In an accompanying editorial, Joseph Ladapo, MD, PhD (David Geffen School of Medicine at UCLA, Los Angeles, CA), notes that even with adjustment, the issue remains that “patients most likely to undergo a transradial procedure and same-day discharge are the least complicated, lowest risk patients,” and he cautions against selection bias.

Acknowledging that using economic data to inform care decisions might not be foolproof, “studies like Amin et al’s are critical to informing professional society guidelines and helping physician, hospitals, and healthcare systems provide high-quality care while constraining growth in healthcare costs,” Ladapo writes. “And if the results from Amin et al bear out, studies like this will even help us to reduce healthcare costs.”

For his part, Amin said he does not see any issue with basing care decisions on cost data, but added that was not the point of this paper. “When we focus on devices or therapies that improve patient outcomes and reduce resource utilization then there’s always a reduction in cost,” he said. “But recommendations based on cost alone are not appropriate. Better patient care at a lower cost is what we are after and transradial with same-day discharge is one of the ways of doing that.”

‘Exciting’ Timing

Adhir Shroff, MD (University of Illinois at Chicago), who was not involved in the study but authored a literature review of same-day discharge after elective PCI last year, told TCTMD that “the timing of this paper is pretty exciting. As the whole bundled payment model is being instituted across the country, I think hospitals are looking for more and more opportunities to help improve some of the economics at least in the initial PCI procedure because they are aware that they are going to be responsible for any further episodes of care for the next several months.”

He emphasized, however, “that every patient is not going to be suitable to go home the same day,” claiming that this is an argument that “critics” of same-day discharge often turn to. Some veteran operators’ habits might be rooted in tradition, and they tend to keep elective PCI patients overnight because “that’s just the way [they’ve] always done things,” Shroff suggested. Additionally, naysayers might assert that sending a patient home so soon after a critical procedure “might minimize to a patient what they just have had done,” he said, adding that this logic is “a little paternalistic.”

So as long as an institution has a “vigorous education program” in place alongside their same-day discharge protocol, Shroff said he is fully supportive of this practice, admitting he sends 20-25% of his elective PCI patients home without an overnight stay. “The limitation is just an organizational issue, you know making sure those patients who are likely to be PCI are done earlier in the day so that they can recover and go home at a reasonable hour,” he commented.

“This article is adding to the literature that is calling into question the way we are practicing, and [asking if there are] opportunities for certain groups of patients to have a more facilitated early discharge,” Shroff concluded.

  • Amin AP, Patterson M, House JA, et al. Costs associated with access site and same-day discharge among Medicare beneficiaries undergoing percutaneous coronary intervention: an evaluation of the current percutaneous coronary intervention care pathways in the United States. J Am Coll Cardiol Intv. 2017;10:342-351.

  • Ladapo JA. Strengths and limitations of using cost evaluations to inform cardiovascular care. J Am Coll Cardiol Intv. 2017;10:352-354.

  • Amin reports receiving funding from the Clinical and Translational Science Award program of the National Center for Advancing Translational Sciences of the National Institutes of Health and the National Cancer Institute of the National Institutes of Health; receiving a research grant from Volcano Corporation; and serving as a consultant to The Medicines Company, Terumo, and AstraZeneca.
  • Ladapo reports receiving support for his work from the National Heart, Lung, and Blood Institute and the Robert Wood Johnson Foundation.
  • Shroff reports no relevant conflicts of interest.

• _MATERIAL SUPPLIED_
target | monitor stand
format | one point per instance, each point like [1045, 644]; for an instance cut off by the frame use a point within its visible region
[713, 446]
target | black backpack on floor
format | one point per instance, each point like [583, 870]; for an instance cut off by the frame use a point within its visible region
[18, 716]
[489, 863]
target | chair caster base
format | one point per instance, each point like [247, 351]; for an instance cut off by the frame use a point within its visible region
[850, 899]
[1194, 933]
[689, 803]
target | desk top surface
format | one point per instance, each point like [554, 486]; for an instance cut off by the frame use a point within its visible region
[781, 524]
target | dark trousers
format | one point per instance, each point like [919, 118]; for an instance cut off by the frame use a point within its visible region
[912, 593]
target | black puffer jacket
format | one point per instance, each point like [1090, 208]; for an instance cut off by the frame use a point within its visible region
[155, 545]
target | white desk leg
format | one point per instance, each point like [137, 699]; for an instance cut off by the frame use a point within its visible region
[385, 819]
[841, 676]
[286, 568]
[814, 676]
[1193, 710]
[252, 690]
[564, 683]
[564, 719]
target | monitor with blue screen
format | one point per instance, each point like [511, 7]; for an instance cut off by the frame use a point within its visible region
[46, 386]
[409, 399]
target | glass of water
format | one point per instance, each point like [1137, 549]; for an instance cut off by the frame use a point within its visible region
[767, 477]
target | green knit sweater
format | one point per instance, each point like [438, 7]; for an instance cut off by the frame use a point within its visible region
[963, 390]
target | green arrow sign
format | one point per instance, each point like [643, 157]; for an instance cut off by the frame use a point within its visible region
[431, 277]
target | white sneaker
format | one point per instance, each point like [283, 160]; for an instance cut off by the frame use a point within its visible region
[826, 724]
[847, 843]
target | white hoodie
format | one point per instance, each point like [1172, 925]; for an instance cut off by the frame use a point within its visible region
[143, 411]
---
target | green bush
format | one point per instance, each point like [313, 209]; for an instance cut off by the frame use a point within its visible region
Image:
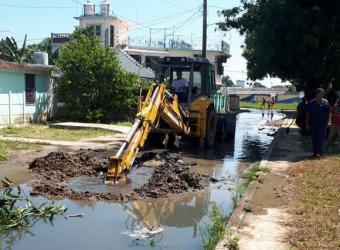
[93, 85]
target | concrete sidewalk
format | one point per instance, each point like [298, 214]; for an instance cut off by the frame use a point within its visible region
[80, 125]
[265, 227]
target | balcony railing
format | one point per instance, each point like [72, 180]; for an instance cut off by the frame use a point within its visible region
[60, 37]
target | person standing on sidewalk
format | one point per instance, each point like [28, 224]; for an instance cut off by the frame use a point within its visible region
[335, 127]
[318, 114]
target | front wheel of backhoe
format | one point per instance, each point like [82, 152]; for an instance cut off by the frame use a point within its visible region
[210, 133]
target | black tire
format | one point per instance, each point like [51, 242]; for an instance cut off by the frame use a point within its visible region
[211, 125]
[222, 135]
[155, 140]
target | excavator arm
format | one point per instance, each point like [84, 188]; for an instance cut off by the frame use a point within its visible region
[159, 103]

• _PROMPT_
Condense the paragraph of the same-day discharge article that begins "So as long as an institution" into a shorter version that keeps its main facts. The material has no connection to the text.

• _YOUR RESPONSE_
Shroff fully supports same-day discharge when an institution pairs its protocol with a vigorous education program, and he sends 20–25% of his elective PCI patients home without an overnight stay. He sees the only limitation as organizational: scheduling likely PCI patients earlier in the day so they can recover and go home at a reasonable hour.